◆ **Text passage**
╔══

But as for the rest of you, I ask, as you sup this Thursday, to remember where you are. I ask you to steel yourself to the changes that must take place, however uncomfortable they make you. This compound is not meant for comfort, for lament or for a lover's paradise. It is a place of fighting, and the fight, more often than not, will descend on us. You were not ready then, and so it swooped on us. We live now, and that may be a message. Let's makes the most of it.

I'll be in the lot, practicing.

Hallow's Eve

  • Oct. 31st, 2008 at 11:58 PM
CHIBI @.@
My favourite holiday. I had hoped it would be celebrated under better circumstances, but I should say these are favourable enough. I have a feeling from here on in, things will get much more interesting.

I look forward to much chaos, and calamity. And I intend to put these weapons to good use.

Make no mistake about that.

Waking "Life"

  • Oct. 17th, 2008 at 10:08 PM
Sinister
Well that was certainly a memorable trip. I am still here. Didn't I...die? I remember it so: I felt the blood rushing, and I smelled my own burning flesh. This isn't exactly what I thought death equated to. I am here still, and I am surer I did not imagine the man who asked me to speak his name, Pharaun...what was all of this?

And my wrist feels...wait.

Is it possible?

Oh, it is. It is indeed. And if that be the case, its time to roll call the rest of them.

Cards.

Croquet Mallet.

Jackbomb.

Jacks.

Demon Dice.

Jabberwock's Eyestaff.

THE BLUNDERBUSS.

...





AT LAST! MY ARM IS COMPLETE AGAIN!

More records

  • Sep. 17th, 2008 at 11:24 AM
Halved
I wonder if this has played out its usefulness. I can see no other reason to use this item except to invite others to look at your misfortune and sympathise. Well, I've never needed such assurance, not for a long time. In any case, I feel its pertinent to my own personal growth to write about what I discover, and what feelings they can bring. To that end, this has its own necessity.

I am starting to understand grief now. At first, it only seemed like a faraway emotion, one that only surfaced when I though of my parents.Now when I think of the word I can only think of that little girl who was our roommate and of Leonaidas. I could understand them leaving, this thing sends them away all the time. What is bothersome is knowing they have no other way to live now, and may now be nothing but memories. In that way, I think, I should carry them farther along, hoping they are remembered.

╚══

◆ **Instruction**
Return, word for word, the stretch of the journal entries from "Make no mistake" through "my wrist feels...wait.". Rely only on the journal entries for your answers.

◆ **Given information**
╔══

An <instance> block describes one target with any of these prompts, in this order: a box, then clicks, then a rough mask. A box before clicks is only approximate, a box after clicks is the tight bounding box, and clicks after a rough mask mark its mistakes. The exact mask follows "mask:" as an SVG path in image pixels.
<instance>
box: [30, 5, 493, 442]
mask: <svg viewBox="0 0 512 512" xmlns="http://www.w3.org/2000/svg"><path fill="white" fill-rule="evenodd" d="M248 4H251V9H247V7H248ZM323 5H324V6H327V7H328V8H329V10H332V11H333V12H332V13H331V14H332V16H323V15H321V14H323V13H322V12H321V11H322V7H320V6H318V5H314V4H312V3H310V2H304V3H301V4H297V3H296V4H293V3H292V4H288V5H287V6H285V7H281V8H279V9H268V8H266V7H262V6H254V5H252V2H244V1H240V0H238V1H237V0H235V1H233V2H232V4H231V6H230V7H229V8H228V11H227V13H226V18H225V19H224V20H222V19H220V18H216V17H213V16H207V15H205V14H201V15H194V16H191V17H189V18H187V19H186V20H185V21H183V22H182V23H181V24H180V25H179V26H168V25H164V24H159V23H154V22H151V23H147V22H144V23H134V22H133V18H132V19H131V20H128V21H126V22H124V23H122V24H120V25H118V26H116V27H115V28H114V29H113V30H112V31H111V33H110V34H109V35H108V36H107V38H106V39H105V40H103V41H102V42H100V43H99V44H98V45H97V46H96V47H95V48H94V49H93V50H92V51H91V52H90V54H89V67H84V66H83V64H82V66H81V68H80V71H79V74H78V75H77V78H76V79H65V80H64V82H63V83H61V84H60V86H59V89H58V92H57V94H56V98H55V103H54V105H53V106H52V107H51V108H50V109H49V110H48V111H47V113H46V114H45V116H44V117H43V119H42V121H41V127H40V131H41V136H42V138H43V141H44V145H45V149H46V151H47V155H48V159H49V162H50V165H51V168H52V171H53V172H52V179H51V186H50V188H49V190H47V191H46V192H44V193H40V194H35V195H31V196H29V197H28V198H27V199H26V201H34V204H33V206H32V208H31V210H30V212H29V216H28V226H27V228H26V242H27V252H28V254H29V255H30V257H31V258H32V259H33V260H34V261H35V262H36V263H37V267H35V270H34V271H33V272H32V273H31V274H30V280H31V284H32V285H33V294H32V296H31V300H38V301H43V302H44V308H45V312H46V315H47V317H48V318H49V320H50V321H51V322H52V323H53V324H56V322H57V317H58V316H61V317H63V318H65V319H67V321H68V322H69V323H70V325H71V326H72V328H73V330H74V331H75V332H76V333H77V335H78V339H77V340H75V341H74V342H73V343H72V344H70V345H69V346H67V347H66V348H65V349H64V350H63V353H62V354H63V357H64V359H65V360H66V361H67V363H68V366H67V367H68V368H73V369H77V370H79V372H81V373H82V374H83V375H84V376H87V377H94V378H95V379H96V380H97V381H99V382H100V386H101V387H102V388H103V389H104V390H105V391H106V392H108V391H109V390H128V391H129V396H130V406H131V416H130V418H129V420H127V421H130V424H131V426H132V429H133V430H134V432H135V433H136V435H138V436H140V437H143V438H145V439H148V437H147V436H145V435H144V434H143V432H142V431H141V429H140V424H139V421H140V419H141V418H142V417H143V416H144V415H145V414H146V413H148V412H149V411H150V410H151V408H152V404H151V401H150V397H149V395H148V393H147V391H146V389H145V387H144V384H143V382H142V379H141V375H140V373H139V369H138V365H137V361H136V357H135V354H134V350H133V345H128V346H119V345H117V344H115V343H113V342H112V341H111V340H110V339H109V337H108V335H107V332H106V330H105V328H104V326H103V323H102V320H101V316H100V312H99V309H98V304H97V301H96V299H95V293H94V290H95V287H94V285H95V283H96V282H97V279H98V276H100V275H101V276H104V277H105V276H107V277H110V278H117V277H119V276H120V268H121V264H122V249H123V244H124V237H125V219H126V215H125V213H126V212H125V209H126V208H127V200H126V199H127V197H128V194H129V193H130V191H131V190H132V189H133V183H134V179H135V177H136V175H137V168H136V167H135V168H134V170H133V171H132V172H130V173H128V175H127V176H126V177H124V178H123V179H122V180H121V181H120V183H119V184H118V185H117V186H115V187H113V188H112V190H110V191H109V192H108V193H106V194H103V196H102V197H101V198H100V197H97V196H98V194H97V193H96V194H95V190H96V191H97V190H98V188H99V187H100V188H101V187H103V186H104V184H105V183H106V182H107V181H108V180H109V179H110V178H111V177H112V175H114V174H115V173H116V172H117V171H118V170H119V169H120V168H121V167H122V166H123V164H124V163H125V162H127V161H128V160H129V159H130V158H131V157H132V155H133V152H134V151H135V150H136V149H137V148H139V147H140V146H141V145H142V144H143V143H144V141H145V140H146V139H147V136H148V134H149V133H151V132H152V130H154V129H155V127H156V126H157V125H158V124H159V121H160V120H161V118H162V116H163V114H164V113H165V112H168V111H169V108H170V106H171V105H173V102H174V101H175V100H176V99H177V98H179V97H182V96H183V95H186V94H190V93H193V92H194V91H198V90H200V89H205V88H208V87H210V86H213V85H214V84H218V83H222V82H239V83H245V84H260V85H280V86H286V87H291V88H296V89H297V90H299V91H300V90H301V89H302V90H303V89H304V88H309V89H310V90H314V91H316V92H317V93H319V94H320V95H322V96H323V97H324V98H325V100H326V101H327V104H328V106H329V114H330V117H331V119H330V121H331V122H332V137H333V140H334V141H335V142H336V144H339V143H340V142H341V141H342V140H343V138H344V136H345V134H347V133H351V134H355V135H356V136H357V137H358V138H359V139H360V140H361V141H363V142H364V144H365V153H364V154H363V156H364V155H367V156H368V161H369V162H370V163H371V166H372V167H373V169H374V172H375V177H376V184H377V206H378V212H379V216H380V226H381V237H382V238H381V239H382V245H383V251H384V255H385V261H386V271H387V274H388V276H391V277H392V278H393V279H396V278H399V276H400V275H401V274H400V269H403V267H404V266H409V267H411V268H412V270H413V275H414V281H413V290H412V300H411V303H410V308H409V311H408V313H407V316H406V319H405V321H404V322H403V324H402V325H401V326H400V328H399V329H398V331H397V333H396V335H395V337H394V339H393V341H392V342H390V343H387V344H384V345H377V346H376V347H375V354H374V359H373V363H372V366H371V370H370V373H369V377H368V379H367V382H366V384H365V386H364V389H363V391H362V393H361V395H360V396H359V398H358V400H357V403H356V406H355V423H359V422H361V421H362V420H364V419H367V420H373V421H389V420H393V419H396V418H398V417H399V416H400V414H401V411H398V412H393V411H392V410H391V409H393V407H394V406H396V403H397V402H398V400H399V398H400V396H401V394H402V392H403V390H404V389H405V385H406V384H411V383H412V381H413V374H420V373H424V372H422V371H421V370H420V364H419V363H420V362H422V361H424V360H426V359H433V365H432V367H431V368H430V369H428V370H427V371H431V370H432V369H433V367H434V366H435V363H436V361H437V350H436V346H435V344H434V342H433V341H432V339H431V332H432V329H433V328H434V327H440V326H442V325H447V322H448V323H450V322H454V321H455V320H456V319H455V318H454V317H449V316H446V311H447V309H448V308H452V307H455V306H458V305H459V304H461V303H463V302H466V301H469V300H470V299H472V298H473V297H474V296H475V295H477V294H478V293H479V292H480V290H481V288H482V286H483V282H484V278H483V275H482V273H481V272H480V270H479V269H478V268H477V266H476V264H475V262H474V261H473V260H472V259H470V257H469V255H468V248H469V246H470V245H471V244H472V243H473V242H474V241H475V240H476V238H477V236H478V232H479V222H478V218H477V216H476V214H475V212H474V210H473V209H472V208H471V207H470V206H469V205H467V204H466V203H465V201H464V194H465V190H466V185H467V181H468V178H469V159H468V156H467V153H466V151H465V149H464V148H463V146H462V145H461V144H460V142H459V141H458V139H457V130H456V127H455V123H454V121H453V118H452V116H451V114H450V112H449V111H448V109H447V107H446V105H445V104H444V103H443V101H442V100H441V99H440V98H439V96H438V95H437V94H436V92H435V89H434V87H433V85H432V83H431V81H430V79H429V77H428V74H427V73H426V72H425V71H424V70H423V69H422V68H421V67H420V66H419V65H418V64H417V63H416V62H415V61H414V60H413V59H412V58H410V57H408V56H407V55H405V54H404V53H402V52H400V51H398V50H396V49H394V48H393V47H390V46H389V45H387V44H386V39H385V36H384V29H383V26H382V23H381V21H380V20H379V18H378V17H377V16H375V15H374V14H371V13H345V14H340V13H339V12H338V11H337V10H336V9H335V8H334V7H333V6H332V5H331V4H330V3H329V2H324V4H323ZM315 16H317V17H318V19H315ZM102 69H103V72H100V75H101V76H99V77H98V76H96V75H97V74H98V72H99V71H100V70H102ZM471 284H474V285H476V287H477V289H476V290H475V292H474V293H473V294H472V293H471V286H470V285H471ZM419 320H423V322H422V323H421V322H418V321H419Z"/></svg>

╚══

◆ **Response to this task**
Make no mistake about that.

Waking "Life"

  • Oct. 17th, 2008 at 10:08 PM
Sinister
Well that was certainly a memorable trip. I am still here. Didn't I...die? I remember it so: I felt the blood rushing, and I smelled my own burning flesh. This isn't exactly what I thought death equated to. I am here still, and I am surer I did not imagine the man who asked me to speak his name, Pharaun...what was all of this?

And my wrist feels...wait.